▶ Liste des tâches:
**a.** Selon l'extrait sur Aïn El-Turck, quelle est la longueur du chemin de wilaya qui doit devenir une route nationale ?
**b.** Poursuivez l'extrait sur Aïn El-Turck après sa dernière phrase.

=== Extrait choisi ===

Autre casse-tête des Turqois: les bouchons d’enfer. Avec son lot coutumier en accidents, la belle mais étroite route qui mène d’Oran à la corniche est un véritable cauchemar pour les automobilistes. Ainsi, le plus grand projet qu’attend Aïn El-Turck reste incontestablement la modernisation de la corniche supérieure. L’étude étant déjà achevée, le lancement des travaux est prévu en 2007. Aussi, Aïn El-Turck attend impatiemment la requalification en une route nationale, durant la même année, de son chemin de wilaya (long de 26,72 km).

=== Données fournies ===

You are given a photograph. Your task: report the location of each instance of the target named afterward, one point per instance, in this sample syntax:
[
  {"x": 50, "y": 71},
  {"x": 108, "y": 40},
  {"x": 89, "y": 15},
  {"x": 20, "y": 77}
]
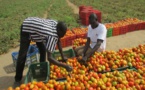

===

▶ Corrigé des exercices:
**a.** 26,72 km.

**b.**
Côté logements sociaux (15% de l’habitat), le bilan n’est guère plus brillant. Seuls 6450 logements ont été construits depuis six ans. Même si le taux d’occupation de logement est de 4,4, de nombreux ménages issus des classes modestes peinent à se payer un toit. Le plus gros lot bâti reste les lotissements privés érigés durant la dernière décennie. Mais le cadre urbain laisse à désirer. Seuls 90% des foyers sont raccordés au réseau d’AEP et, entre les maisons, les pistes attendent toujours d’être bitumées. Pourtant, près de 50 millions de dinars ont été consacrés par le PCD pour la voirie urbaine. «Un budget consommé à 80% (dont notamment 5 millions de dinars) dans les petites opérations de réhabilitation», précise une source à la Direction des travaux publics.

Et ce n’est pas tout.

Etant à vocation agricole, les 1433 ha que compte le foncier d’Aïn El-Turck ont fait les frais de nombreux détournements. Pas moins de 140 affaires ont été déférées devant le tribunal.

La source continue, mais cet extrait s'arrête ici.